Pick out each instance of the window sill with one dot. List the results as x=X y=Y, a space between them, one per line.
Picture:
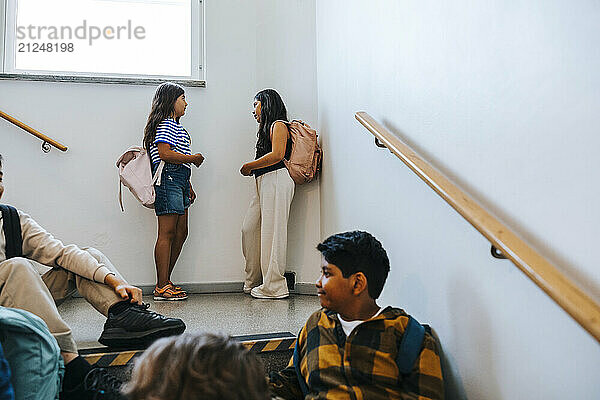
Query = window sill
x=100 y=79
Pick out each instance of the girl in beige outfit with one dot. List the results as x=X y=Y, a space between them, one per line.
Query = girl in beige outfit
x=264 y=231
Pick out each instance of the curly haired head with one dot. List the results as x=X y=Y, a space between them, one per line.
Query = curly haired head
x=358 y=251
x=197 y=366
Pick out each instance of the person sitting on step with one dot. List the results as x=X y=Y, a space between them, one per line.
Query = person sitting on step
x=129 y=322
x=201 y=366
x=352 y=348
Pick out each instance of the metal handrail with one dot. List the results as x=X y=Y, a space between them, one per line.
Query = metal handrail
x=46 y=141
x=543 y=273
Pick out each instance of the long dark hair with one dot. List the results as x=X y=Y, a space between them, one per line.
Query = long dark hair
x=271 y=110
x=198 y=366
x=163 y=106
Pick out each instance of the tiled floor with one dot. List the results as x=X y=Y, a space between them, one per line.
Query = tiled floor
x=230 y=313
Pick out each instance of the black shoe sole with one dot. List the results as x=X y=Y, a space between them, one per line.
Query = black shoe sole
x=119 y=338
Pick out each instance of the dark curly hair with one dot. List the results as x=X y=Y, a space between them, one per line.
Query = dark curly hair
x=163 y=105
x=199 y=366
x=358 y=251
x=272 y=109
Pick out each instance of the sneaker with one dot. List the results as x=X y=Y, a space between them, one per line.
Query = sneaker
x=98 y=384
x=168 y=293
x=257 y=293
x=138 y=326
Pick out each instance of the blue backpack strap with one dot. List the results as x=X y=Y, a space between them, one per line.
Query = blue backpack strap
x=6 y=389
x=301 y=381
x=410 y=345
x=12 y=231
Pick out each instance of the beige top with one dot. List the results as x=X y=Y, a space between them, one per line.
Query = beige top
x=39 y=245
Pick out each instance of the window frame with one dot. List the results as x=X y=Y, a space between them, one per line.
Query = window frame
x=197 y=52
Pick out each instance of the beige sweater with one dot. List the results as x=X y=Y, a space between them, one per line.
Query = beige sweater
x=41 y=246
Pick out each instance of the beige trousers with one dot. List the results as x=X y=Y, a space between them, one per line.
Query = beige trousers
x=22 y=286
x=264 y=232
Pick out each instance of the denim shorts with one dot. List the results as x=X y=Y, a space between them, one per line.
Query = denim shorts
x=173 y=194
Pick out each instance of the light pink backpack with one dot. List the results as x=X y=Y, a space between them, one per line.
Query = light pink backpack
x=135 y=173
x=306 y=155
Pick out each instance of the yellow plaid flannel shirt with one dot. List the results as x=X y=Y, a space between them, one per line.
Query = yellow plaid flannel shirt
x=361 y=366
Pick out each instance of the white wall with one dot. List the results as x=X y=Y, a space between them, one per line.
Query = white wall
x=74 y=194
x=503 y=97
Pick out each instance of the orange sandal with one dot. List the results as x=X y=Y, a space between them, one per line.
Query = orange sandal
x=168 y=293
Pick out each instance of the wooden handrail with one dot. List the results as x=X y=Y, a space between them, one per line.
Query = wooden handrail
x=564 y=292
x=29 y=129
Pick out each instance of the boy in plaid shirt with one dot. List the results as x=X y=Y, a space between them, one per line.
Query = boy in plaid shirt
x=352 y=348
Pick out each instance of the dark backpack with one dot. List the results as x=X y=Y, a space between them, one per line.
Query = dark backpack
x=12 y=231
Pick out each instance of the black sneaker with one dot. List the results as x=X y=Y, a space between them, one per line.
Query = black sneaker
x=138 y=327
x=98 y=384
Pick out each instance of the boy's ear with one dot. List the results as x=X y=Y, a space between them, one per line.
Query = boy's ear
x=359 y=283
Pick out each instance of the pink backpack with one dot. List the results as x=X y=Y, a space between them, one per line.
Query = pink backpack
x=135 y=173
x=306 y=156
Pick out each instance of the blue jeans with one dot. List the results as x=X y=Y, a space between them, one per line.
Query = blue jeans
x=173 y=194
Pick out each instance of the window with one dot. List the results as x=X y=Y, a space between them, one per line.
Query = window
x=132 y=41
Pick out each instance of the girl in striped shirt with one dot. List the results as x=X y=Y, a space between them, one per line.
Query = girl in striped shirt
x=166 y=140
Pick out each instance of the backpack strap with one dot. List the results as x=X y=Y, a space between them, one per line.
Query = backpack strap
x=410 y=345
x=12 y=231
x=287 y=124
x=296 y=360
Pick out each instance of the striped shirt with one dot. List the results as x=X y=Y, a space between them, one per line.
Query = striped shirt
x=171 y=132
x=363 y=365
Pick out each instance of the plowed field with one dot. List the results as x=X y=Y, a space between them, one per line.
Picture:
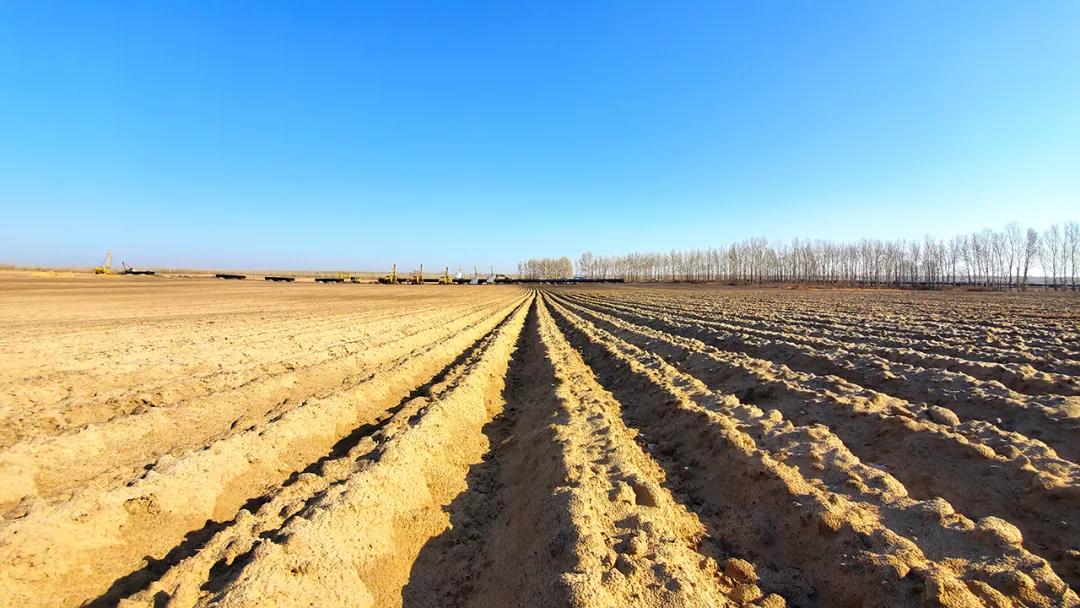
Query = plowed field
x=199 y=443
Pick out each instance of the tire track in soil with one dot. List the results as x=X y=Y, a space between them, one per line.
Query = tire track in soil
x=979 y=482
x=198 y=570
x=83 y=544
x=1003 y=409
x=109 y=453
x=352 y=543
x=1017 y=376
x=937 y=555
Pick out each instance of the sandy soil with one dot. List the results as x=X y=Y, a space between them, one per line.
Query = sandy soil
x=190 y=443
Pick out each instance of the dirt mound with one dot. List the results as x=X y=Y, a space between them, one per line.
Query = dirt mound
x=192 y=444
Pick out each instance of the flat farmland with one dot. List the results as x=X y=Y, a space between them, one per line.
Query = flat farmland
x=190 y=443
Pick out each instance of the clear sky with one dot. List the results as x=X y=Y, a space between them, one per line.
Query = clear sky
x=354 y=135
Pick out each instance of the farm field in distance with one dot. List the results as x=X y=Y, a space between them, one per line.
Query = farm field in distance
x=189 y=443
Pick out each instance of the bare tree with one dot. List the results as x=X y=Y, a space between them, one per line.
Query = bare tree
x=1030 y=250
x=1070 y=247
x=1049 y=253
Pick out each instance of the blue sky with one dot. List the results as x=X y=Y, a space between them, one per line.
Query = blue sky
x=322 y=135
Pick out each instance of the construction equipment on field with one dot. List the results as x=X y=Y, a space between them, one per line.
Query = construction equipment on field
x=418 y=278
x=106 y=267
x=390 y=279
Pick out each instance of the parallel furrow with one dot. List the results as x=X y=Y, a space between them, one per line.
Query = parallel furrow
x=880 y=431
x=861 y=540
x=969 y=399
x=80 y=545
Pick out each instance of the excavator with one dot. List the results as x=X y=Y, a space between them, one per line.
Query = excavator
x=106 y=267
x=390 y=279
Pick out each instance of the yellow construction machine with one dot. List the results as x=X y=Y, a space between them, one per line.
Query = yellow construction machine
x=106 y=267
x=418 y=278
x=390 y=279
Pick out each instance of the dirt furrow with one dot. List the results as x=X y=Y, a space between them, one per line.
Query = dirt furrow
x=199 y=576
x=100 y=455
x=352 y=544
x=969 y=399
x=880 y=431
x=100 y=393
x=1017 y=376
x=68 y=552
x=861 y=540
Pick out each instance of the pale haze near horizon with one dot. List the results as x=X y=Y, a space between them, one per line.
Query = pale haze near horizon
x=301 y=136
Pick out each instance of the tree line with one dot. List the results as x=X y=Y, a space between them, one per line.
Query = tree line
x=545 y=268
x=1008 y=258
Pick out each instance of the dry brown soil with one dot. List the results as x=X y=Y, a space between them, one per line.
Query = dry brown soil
x=183 y=443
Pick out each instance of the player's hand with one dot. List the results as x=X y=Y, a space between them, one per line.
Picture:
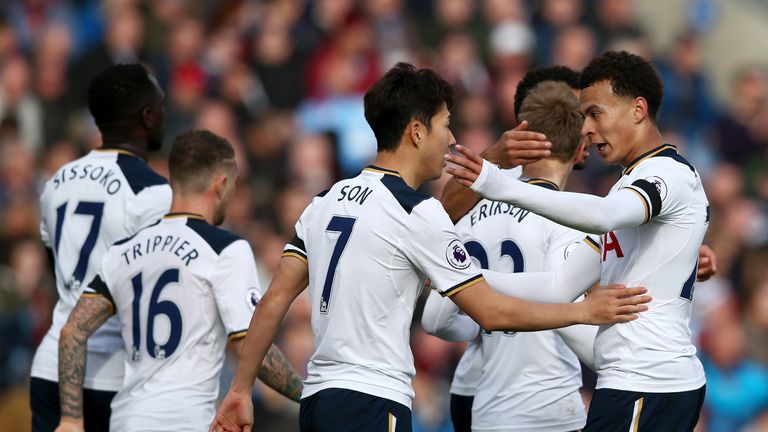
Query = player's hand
x=69 y=424
x=614 y=303
x=517 y=147
x=469 y=166
x=234 y=415
x=707 y=263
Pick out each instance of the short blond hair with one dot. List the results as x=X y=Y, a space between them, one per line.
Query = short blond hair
x=552 y=109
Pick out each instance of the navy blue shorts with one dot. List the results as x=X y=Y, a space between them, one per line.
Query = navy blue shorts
x=461 y=412
x=46 y=410
x=621 y=411
x=341 y=410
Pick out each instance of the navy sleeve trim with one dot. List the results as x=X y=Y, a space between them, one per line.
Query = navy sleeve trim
x=298 y=243
x=138 y=173
x=98 y=285
x=217 y=238
x=653 y=195
x=406 y=196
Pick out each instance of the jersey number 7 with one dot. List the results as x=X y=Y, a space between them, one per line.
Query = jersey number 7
x=342 y=225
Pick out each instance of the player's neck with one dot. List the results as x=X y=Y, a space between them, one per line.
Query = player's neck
x=397 y=161
x=644 y=143
x=193 y=203
x=124 y=143
x=550 y=169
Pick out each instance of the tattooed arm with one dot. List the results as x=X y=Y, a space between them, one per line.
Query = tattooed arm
x=277 y=373
x=91 y=311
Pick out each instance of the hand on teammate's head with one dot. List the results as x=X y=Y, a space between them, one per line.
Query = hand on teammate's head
x=517 y=147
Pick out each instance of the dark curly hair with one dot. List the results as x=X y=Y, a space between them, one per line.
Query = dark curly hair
x=404 y=93
x=551 y=73
x=119 y=92
x=630 y=76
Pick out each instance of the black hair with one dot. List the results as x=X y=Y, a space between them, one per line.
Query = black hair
x=629 y=75
x=195 y=155
x=562 y=74
x=404 y=93
x=119 y=93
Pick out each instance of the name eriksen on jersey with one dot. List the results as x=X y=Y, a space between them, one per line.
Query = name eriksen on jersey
x=355 y=193
x=495 y=208
x=169 y=243
x=105 y=179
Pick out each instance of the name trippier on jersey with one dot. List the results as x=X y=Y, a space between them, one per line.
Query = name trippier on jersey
x=160 y=243
x=494 y=208
x=107 y=178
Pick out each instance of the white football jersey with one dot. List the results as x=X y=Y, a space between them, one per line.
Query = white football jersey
x=371 y=241
x=530 y=380
x=470 y=365
x=179 y=288
x=89 y=204
x=655 y=353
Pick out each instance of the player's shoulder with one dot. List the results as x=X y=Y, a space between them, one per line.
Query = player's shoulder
x=664 y=160
x=137 y=172
x=125 y=240
x=218 y=239
x=406 y=197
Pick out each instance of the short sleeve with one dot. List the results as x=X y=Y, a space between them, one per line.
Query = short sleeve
x=665 y=186
x=148 y=206
x=45 y=234
x=235 y=286
x=432 y=245
x=296 y=247
x=99 y=285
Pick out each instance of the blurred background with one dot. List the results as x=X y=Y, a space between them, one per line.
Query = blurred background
x=283 y=81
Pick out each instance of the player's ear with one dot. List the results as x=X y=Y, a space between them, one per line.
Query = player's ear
x=415 y=131
x=640 y=109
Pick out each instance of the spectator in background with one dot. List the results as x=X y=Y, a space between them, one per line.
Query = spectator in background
x=552 y=17
x=733 y=137
x=688 y=105
x=19 y=104
x=737 y=387
x=615 y=21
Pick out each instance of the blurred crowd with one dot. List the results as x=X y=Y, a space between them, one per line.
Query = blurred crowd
x=283 y=81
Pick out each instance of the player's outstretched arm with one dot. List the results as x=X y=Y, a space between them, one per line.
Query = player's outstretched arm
x=515 y=147
x=441 y=318
x=707 y=263
x=236 y=411
x=89 y=314
x=606 y=305
x=277 y=373
x=620 y=209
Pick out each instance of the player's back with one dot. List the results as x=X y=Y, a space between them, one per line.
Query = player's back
x=176 y=287
x=87 y=205
x=529 y=380
x=655 y=353
x=364 y=249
:::
#### Exercise task
Reproduce the listing from the line containing "Pick out each instance of the clear" down to the line containing "x=183 y=443", both included, swapping "furrow" for "trench" and leaving everything else unchanged.

#### Result of the task
Pick out each instance of the clear sky with one dot. List the results as x=X y=Y, a space between them, one per line.
Query = clear sky
x=354 y=135
Pick out each instance of the farm field in distance with one dot. List the results as x=X y=Y, a space between them, one per line.
Query = farm field in distance
x=189 y=443
Pick out each instance of the bare tree with one dot. List the results as x=X y=Y, a space between them, one per line.
Query = bare tree
x=1030 y=250
x=1070 y=247
x=1049 y=253
Pick out each instance of the blue sky with one dot. List the results as x=X y=Y, a space between them, one per line.
Query = blue sky
x=322 y=135
Pick out each instance of the construction equipment on field with one dot. List the results as x=X y=Y, a space between them, one per line.
Query = construction equipment on field
x=418 y=278
x=106 y=267
x=390 y=279
Pick out each instance of the parallel trench with one dot. List the results as x=X y=Y, a space between them, one per line.
Query = parallel trench
x=880 y=431
x=861 y=540
x=969 y=399
x=80 y=545
Pick out each instance of the excavator with one dot. List the results as x=X y=Y, a space between them, one per line.
Query = excavator
x=106 y=267
x=390 y=279
Pick out each instance of the yellow construction machine with one dot. List the results as x=X y=Y, a space between them, one per line.
Query = yellow construction machine
x=106 y=267
x=418 y=278
x=390 y=279
Pick out each instance of the dirt trench with one dot. List the results as x=X y=Y, a space between them, one per line.
Query = dirt trench
x=199 y=576
x=100 y=455
x=352 y=544
x=969 y=399
x=880 y=431
x=100 y=393
x=1017 y=376
x=68 y=552
x=861 y=540
Pick out each instance of the pale haze near horizon with one dot. List the results as x=X y=Y, a space between them, one per line.
Query = pale haze near horizon
x=301 y=136
Pick out each instance of the tree line with one dot. List the results as x=X y=Y, a space between them, one per line.
Query = tree line
x=545 y=268
x=1008 y=258
Pick out each instance of the dry brown soil with one dot. List the results as x=X y=Y, a space between them, one per line.
Query = dry brown soil
x=183 y=443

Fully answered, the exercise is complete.